▸ **WHAT YOU WILL DO**:
Look through the entries for the string "pink" and copy every line where it shows up.

▸ **RECORDS TO PROCESS**:
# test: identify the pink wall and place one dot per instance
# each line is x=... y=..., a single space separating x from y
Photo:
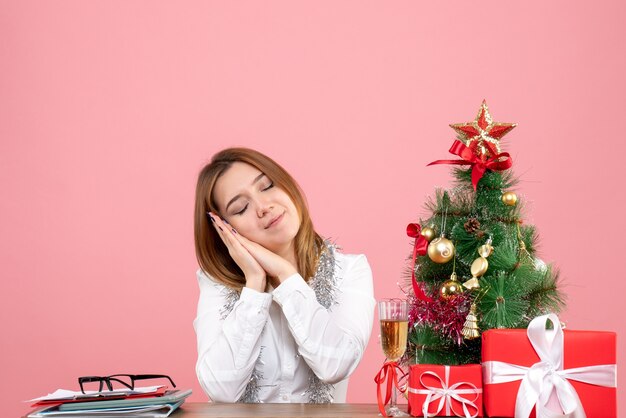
x=109 y=109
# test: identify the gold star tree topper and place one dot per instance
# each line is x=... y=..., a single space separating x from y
x=483 y=134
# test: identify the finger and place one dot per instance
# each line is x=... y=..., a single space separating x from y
x=222 y=230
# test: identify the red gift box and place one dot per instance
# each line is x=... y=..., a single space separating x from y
x=445 y=390
x=562 y=361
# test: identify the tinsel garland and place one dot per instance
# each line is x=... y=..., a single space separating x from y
x=446 y=316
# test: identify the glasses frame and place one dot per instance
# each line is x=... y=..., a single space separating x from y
x=117 y=378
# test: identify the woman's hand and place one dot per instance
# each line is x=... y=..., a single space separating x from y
x=271 y=264
x=255 y=274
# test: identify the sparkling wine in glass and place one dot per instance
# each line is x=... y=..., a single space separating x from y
x=394 y=328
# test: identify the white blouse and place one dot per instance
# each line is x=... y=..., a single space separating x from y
x=291 y=329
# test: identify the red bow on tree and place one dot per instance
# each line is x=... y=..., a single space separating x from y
x=421 y=244
x=479 y=164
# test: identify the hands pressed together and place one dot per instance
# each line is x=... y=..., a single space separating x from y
x=257 y=262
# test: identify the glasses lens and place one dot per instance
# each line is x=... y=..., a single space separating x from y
x=120 y=382
x=92 y=385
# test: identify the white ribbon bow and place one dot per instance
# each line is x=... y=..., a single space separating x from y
x=445 y=394
x=548 y=375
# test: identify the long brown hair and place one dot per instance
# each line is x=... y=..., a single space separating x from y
x=212 y=253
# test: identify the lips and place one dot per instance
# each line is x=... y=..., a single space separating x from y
x=274 y=220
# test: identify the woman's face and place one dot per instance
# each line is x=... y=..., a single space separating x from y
x=257 y=209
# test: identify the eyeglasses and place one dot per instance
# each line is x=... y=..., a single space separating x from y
x=128 y=380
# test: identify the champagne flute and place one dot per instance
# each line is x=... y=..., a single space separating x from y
x=394 y=329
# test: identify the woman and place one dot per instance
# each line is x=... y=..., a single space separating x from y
x=282 y=316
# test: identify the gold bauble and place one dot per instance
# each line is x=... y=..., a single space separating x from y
x=451 y=287
x=509 y=199
x=441 y=250
x=479 y=267
x=470 y=327
x=428 y=233
x=485 y=250
x=471 y=284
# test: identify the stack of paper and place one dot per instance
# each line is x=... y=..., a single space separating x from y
x=148 y=402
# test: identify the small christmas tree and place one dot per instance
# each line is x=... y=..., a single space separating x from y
x=474 y=265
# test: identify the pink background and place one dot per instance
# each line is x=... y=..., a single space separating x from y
x=109 y=109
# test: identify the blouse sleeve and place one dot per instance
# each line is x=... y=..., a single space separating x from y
x=228 y=348
x=331 y=341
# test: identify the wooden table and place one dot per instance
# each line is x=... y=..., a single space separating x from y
x=271 y=410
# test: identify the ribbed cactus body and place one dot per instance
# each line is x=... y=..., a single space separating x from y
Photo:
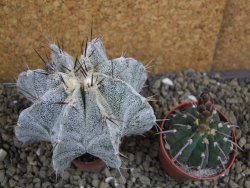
x=85 y=105
x=196 y=141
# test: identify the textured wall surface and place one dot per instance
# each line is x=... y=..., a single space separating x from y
x=233 y=48
x=175 y=34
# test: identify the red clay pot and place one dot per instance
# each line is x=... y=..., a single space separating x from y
x=93 y=166
x=175 y=171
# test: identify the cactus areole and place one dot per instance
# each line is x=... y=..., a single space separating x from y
x=197 y=138
x=84 y=104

▸ **ANSWER FOR THE TASK**:
# test: identify the pink wall and place one dot per instance
# test: identify the pink background and place one dot per instance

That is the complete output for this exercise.